● Required tasks
a: Reproduce, word for word, the passage of the text on hearables and wearables that begins with the words containing "Some hearables will" and ends with "good riddance, passwords.".
b: For each statement about the text on hearables and wearables, answer yes or no according to whether it agrees with the text, and quote the words of the text that decide it. (i) NEC claims it can determine the unique shape of an individual ear with greater than 99% accuracy. (ii) Sana's smart goggles are already FDA-certified. (iii) Sana's goggles can learn to reduce pain when worn for as little as 30 minutes.

● Reading text
Some hearables will measure biometric information from our ears, gathering heart rate, blood pressure, temperature, ECG, and even blood oxygen levels. Hearable accelerometers can measure movement and activity. Biometrics can be useful for authentication and security. Your heart rhythm, gait, and ear shape form a unique signature that could be used to authenticate access to devices and services, much the same way that an Apple Watch can sign you into a MacBook. NEC claims they can measure the reflection of sound waves in the ear canal and determine the unique shape of an individual ear with greater than 99% accuracy. When combined with other biometric signatures to further boost accuracy, this could provide a new root of trust for security applications that require continuous authentication. Goodbye and good riddance, passwords.
Advances in printed sensors and electronics deployed on flexible substrates will open up new platforms for wearable and medical devices in the coming decade. Future wearables will make today's products seem quaint by comparison. Researchers at MindX are hard at work developing mind-reading smart glasses that sense eye movement and brain waves to figure out where you're looking and what you're thinking. They could offer a new interface and be particularly useful for performing visual searches. Sana has built soon-to-be-FDA-certified smart goggles that promote relaxation and eliminate chronic pain using patterns of sounds and light to modulate brain waves. The goggles monitor brain activity in a closed-loop biofeedback system that learns how to reduce or eliminate pain when worn for as little as 16 minutes. Clinical trials are under way for the treatment of fibromyalgia, neuropathic pain, oncology pain, opioid misuse disorder, and severe pain.

● Dataset records
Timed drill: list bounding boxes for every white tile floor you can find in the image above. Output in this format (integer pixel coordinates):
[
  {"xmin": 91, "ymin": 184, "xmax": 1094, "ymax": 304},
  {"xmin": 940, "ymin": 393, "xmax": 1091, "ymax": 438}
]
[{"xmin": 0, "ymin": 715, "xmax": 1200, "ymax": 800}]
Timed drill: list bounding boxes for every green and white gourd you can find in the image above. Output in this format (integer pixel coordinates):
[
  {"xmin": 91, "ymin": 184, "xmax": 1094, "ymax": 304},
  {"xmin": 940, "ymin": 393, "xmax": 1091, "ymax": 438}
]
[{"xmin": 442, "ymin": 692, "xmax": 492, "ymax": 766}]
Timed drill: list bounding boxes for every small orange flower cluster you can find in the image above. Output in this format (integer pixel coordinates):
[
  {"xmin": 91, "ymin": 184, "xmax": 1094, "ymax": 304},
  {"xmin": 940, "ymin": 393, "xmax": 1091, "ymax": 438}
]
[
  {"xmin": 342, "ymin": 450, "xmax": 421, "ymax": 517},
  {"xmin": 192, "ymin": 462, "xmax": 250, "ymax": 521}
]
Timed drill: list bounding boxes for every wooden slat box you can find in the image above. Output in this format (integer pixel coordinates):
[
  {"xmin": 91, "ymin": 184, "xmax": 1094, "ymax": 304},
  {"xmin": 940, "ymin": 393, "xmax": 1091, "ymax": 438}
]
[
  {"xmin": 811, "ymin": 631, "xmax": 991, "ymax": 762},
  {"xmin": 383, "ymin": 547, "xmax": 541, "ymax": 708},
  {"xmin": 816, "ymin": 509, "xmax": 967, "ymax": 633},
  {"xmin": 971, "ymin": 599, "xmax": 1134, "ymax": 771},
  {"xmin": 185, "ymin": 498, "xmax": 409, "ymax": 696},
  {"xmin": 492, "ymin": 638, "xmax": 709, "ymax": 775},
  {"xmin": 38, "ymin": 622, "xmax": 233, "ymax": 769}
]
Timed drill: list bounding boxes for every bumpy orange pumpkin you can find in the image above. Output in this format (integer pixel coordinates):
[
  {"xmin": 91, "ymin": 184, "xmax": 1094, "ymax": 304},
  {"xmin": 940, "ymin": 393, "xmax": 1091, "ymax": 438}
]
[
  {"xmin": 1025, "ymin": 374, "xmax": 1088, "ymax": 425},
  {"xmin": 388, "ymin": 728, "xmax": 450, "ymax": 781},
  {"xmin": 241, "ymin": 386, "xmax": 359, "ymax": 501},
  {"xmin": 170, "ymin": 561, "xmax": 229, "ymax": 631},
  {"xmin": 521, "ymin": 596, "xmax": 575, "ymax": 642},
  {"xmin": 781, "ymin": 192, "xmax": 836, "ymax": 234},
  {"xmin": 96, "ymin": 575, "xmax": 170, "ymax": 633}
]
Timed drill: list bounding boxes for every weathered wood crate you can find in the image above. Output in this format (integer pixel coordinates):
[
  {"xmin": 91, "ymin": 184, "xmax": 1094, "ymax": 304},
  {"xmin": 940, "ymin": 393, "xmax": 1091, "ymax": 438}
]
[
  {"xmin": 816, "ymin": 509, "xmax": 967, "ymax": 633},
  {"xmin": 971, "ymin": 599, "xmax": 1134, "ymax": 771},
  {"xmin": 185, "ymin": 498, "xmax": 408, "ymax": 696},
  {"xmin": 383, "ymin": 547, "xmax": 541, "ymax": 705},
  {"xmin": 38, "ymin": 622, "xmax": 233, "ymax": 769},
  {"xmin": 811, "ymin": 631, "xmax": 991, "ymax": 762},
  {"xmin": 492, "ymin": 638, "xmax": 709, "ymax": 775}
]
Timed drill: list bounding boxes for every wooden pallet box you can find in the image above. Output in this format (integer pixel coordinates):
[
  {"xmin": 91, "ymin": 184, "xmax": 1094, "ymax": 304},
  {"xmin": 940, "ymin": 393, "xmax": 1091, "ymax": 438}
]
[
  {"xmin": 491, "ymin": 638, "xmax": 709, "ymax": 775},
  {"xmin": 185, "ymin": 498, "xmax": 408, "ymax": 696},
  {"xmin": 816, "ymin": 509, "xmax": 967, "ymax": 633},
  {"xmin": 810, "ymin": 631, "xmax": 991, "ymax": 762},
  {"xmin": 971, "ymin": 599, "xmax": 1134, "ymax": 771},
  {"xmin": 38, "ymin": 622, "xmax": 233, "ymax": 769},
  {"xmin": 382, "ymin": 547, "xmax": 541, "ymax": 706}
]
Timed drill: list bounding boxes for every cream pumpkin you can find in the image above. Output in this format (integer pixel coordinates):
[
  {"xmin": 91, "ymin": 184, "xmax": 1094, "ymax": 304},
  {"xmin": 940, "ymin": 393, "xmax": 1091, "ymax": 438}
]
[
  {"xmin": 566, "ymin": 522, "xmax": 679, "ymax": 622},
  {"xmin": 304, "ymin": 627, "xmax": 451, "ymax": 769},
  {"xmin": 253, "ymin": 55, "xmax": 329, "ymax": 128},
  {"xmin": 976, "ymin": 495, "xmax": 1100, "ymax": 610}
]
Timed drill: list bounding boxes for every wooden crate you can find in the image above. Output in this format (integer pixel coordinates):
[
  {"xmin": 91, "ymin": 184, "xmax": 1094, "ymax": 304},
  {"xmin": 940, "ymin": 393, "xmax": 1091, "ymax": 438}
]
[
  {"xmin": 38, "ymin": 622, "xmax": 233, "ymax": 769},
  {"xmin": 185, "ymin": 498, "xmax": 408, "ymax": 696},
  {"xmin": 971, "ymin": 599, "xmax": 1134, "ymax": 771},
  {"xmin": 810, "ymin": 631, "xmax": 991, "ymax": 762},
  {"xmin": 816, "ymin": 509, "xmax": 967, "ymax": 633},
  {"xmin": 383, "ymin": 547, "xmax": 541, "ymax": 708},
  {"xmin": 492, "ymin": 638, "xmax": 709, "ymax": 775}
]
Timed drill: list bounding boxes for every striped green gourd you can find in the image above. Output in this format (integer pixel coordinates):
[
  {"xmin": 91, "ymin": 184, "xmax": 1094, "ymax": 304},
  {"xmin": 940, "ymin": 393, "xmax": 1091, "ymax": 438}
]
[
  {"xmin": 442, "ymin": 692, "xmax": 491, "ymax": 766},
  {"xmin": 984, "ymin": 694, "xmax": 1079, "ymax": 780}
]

● Responses by item number
a:
Some hearables will measure biometric information from our ears, gathering heart rate, blood pressure, temperature, ECG, and even blood oxygen levels. Hearable accelerometers can measure movement and activity. Biometrics can be useful for authentication and security. Your heart rhythm, gait, and ear shape form a unique signature that could be used to authenticate access to devices and services, much the same way that an Apple Watch can sign you into a MacBook. NEC claims they can measure the reflection of sound waves in the ear canal and determine the unique shape of an individual ear with greater than 99% accuracy. When combined with other biometric signatures to further boost accuracy, this could provide a new root of trust for security applications that require continuous authentication. Goodbye and good riddance, passwords.

b:
(i) Yes: "determine the unique shape of an individual ear with greater than 99% accuracy"
(ii) No: "soon-to-be-FDA-certified smart goggles"
(iii) No: "when worn for as little as 16 minutes"